***** READING PASSAGE *****
How Steely Dan album ‘Gaucho’ nearly destroyed Jeff Porcaro

While Steely Dan has garnered great respect from generations of listeners, bandleaders Donald Fagen and the late Walter Becker also cultivated a reputation as two of the fiercest perfectionists in popular music. Dedicated to their craft, the tales of the band putting musicians through the wringer are manifold.

Perhaps the most famous example of their tenacity is what unfolded when recording their revered 1980 album, Gaucho, a body of work noted for marking a stylistic shift in the band’s sound. At this juncture, the focus was on rhythm rather than harmonically complex melodies. The studio sessions have gone down in history as some of the most taxing known to man, fuelled by Becker and Fagen’s relentless perfectionism. 

One of the musicians the duo hired was Dire Straits leader and guitarist Mark Knopfler, one of his day’s most technically gifted six-string players. Impressed by the Scotsman’s work on cuts such as ‘Sultans of Swing’, Steely Dan hired Knopfler to play on ‘Time Out of Mind’. Yet, it proved to be a morale-destroying experience. “It was a strange experience,” Knopfler recalled, “Like getting into a swimming pool with lead weights tied to your boot.”
***** SUPPLIED MATERIAL *****
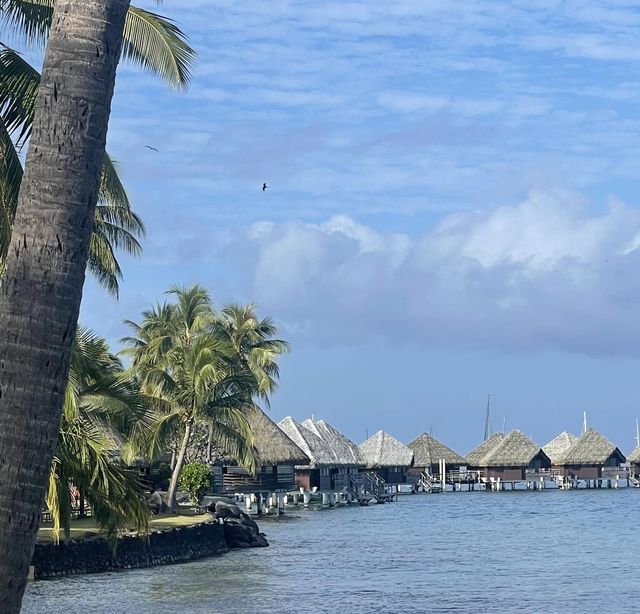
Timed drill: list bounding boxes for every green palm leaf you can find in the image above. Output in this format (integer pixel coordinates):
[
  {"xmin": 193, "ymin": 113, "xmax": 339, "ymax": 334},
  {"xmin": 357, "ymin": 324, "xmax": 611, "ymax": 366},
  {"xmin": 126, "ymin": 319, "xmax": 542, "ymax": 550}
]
[
  {"xmin": 0, "ymin": 0, "xmax": 195, "ymax": 89},
  {"xmin": 0, "ymin": 47, "xmax": 40, "ymax": 147},
  {"xmin": 122, "ymin": 6, "xmax": 195, "ymax": 89}
]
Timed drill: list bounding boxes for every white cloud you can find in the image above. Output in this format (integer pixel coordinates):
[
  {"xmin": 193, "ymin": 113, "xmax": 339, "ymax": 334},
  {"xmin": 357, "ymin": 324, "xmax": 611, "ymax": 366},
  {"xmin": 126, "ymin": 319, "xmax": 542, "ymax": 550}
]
[{"xmin": 238, "ymin": 192, "xmax": 640, "ymax": 354}]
*****
■ WHAT THIS EXERCISE ASKS:
A: Repeat the article about the Steely Dan album Gaucho word for word.
B: In the entries, take the line containing "Timed drill: list bounding boxes for every white" and every line after it through the end of the entries, and arrange them as a numbered list, leaving out blank lines.

■ OUTPUTS BY TASK:
A:
How Steely Dan album ‘Gaucho’ nearly destroyed Jeff Porcaro

While Steely Dan has garnered great respect from generations of listeners, bandleaders Donald Fagen and the late Walter Becker also cultivated a reputation as two of the fiercest perfectionists in popular music. Dedicated to their craft, the tales of the band putting musicians through the wringer are manifold.

Perhaps the most famous example of their tenacity is what unfolded when recording their revered 1980 album, Gaucho, a body of work noted for marking a stylistic shift in the band’s sound. At this juncture, the focus was on rhythm rather than harmonically complex melodies. The studio sessions have gone down in history as some of the most taxing known to man, fuelled by Becker and Fagen’s relentless perfectionism. 

One of the musicians the duo hired was Dire Straits leader and guitarist Mark Knopfler, one of his day’s most technically gifted six-string players. Impressed by the Scotsman’s work on cuts such as ‘Sultans of Swing’, Steely Dan hired Knopfler to play on ‘Time Out of Mind’. Yet, it proved to be a morale-destroying experience. “It was a strange experience,” Knopfler recalled, “Like getting into a swimming pool with lead weights tied to your boot.”

B:
1. Timed drill: list bounding boxes for every white cloud you can find in the image above. Output in this format (integer pixel coordinates):
2. [
3.   {"xmin": 193, "ymin": 113, "xmax": 339, "ymax": 334},
4.   {"xmin": 357, "ymin": 324, "xmax": 611, "ymax": 366},
5.   {"xmin": 126, "ymin": 319, "xmax": 542, "ymax": 550}
6. ]
7. [{"xmin": 238, "ymin": 192, "xmax": 640, "ymax": 354}]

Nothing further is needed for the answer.